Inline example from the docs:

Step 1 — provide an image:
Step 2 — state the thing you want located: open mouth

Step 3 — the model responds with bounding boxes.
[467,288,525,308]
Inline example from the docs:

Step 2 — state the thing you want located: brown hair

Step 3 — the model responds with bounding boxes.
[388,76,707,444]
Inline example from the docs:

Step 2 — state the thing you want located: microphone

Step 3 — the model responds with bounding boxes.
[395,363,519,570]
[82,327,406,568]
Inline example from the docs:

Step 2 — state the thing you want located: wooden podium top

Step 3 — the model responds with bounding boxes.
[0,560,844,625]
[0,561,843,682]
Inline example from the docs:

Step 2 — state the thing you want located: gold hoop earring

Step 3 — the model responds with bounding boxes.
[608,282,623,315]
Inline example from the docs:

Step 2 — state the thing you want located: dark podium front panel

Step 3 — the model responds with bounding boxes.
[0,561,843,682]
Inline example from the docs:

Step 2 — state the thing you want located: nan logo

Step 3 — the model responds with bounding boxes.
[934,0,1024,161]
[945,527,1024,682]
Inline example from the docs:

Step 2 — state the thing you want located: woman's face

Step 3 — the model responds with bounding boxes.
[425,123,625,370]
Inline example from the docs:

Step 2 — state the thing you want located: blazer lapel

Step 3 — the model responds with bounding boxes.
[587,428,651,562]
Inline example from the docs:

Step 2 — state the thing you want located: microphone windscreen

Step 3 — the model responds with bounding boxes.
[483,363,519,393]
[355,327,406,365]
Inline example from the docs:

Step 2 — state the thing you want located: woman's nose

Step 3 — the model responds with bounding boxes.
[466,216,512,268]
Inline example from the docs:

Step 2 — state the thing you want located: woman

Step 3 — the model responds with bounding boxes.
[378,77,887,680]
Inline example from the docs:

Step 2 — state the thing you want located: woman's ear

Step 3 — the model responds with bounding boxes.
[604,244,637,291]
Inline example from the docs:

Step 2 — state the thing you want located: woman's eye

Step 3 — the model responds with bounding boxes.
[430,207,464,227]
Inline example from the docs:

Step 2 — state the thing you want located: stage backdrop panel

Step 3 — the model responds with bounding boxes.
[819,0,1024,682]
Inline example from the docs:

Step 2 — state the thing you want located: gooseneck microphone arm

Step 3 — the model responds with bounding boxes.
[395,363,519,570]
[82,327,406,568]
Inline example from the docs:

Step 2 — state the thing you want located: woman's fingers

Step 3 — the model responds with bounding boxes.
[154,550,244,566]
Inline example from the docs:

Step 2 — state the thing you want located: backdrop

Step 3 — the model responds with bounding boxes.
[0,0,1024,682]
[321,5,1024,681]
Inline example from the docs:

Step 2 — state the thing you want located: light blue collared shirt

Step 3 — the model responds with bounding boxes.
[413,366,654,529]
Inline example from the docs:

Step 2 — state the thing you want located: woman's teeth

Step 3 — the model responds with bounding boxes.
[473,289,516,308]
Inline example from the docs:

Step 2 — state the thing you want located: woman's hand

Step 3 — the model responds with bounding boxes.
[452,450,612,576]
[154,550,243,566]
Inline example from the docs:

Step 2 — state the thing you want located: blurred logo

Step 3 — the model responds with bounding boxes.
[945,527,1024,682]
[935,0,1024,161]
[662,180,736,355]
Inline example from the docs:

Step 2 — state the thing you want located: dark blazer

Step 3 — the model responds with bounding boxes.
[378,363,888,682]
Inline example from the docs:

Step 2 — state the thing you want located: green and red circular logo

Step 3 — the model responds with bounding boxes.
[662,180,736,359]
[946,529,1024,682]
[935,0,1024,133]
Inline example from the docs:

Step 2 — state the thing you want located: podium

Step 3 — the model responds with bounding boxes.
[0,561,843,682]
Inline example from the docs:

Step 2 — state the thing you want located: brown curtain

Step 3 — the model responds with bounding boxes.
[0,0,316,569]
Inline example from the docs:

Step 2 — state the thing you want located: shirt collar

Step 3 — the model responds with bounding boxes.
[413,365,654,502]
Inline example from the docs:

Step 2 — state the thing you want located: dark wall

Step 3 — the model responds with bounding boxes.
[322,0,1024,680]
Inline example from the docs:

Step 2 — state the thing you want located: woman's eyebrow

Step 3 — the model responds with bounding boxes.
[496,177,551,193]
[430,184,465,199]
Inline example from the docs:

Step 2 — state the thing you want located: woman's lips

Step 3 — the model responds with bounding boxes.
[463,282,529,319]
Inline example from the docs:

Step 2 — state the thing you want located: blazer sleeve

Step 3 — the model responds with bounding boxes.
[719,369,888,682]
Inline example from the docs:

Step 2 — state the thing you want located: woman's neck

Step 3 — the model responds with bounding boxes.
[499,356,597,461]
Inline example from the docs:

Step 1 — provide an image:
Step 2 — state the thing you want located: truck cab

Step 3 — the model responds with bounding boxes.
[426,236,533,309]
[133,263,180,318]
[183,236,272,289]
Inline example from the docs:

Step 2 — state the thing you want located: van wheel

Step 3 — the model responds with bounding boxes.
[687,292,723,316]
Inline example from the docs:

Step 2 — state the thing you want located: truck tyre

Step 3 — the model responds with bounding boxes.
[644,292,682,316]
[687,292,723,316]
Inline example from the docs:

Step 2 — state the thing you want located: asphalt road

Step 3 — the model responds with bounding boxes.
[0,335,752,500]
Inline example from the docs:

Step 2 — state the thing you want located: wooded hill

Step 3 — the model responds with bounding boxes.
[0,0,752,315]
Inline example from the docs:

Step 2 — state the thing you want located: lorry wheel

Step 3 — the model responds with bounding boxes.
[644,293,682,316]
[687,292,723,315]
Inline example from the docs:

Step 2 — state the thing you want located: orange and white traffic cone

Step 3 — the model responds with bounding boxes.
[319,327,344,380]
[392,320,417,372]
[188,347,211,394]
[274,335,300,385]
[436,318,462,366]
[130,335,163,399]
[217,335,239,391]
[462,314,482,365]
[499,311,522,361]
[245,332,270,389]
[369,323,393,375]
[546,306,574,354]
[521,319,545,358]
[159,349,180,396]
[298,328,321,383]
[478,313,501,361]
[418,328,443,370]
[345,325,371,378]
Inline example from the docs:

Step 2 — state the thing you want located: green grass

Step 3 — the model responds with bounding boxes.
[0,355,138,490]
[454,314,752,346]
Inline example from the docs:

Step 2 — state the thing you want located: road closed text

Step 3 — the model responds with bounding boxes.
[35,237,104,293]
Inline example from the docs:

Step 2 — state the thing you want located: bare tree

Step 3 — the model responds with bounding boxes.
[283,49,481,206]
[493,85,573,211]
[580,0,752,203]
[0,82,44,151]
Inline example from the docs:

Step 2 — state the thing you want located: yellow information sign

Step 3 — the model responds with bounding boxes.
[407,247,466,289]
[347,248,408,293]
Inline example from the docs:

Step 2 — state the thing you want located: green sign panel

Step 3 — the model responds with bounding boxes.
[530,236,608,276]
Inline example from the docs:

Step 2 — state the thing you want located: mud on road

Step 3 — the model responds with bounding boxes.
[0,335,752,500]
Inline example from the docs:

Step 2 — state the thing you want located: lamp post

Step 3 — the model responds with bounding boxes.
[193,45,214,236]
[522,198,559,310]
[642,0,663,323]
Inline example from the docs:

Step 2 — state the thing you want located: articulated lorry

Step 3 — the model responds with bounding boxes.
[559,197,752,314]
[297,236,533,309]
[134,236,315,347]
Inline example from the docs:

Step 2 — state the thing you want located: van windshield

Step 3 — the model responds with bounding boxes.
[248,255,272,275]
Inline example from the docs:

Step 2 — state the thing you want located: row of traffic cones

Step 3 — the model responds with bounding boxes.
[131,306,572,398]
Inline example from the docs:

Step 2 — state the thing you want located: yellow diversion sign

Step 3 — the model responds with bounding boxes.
------------------------------------------------------------------------
Work to complete
State how many lines of the material above contain the string "yellow". Reply with the number only.

Result for this exercise
2